So You Received an Alert. Now What?
Your phone buzzes with an incoming text message right when you’re about to start dinner. Inconvenient, but better than a 3 am call. It’s an Uptime.com Alert, and if you want to clear it before your dinner gets cold you need the right tools for investigation…
If that scenario sounds familiar to you, then you’re in good (if tired) company. Thousands of DevOps and SRE teams around the world use Uptime.com for our email, SMS or phone call, or a push notification alerts from Slack or PagerDuty. You’ve done the first part setting up an effective monitoring infrastructure. But your job is far from over.
If the bright red “Check DOWN” message is overwhelming, this blog – and its companion post – were written for you. We’ll take a deep dive through the Uptime.com Alerting system, from start to finish. Our comprehensive troubleshooting tools and efficient Incident management will make it that much easier to get back to your relaxing evening.
Table of Contents
The initial alert you receive will have different information depending on the method of delivery, from heavily abbreviated SMS Alerts to an Email alert containing details and hyperlinks to resources in your Uptime.com account.
However you get the message, it’s time to act. Once you log in to your Uptime.com account, you have a few options. Easiest is to follow the link to the alert and Real-Time Analysis, shown below.
Or you could go to the account itself and check out the Dashboard for Latest Alerts, click on the one you need, and go to Alert Details. Alternatively, you can go directly to the check in question on the Checks page, right-click the Actions menu, then Alerts. Finally, you could go to Alert History, by clicking Reports on the left-side Navigation Panel, then Alerts. More on Alert History later.
Checking Alert Details
Regardless of the path you chose, all roads lead to
Rome Alert Details. This page gives you a brief description of what went wrong with the check, for each Location that failed. Different Locations may have failed for different reasons, so don’t assume that checking the error message for one will be the same for the others.

■ Request a:
Using the post on Uptime.com alerts, answer these:
(i) Which kind of alert does the post call heavily abbreviated?
(ii) On the Checks page, which menu do you right-click to reach a check's alerts?
(iii) What do you click on the left-side Navigation Panel to get to Alert History?

■ Data supplied:
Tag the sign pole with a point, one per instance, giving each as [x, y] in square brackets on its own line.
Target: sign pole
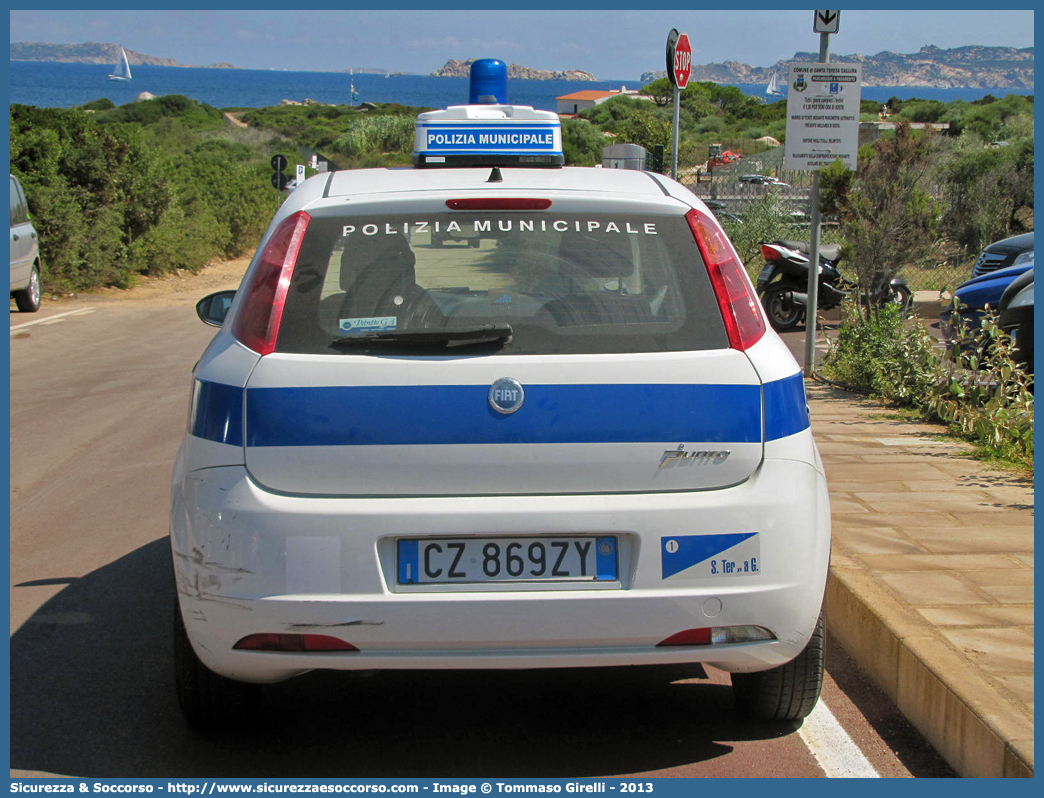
[811, 315]
[679, 69]
[673, 137]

■ Request b: Return every line of the listing that contains the word "pole".

■ Response a:
(i) SMS Alerts
(ii) The Actions menu
(iii) Reports, then Alerts

■ Response b:
Tag the sign pole with a point, one per instance, giving each as [x, y] in square brackets on its own line.
Target: sign pole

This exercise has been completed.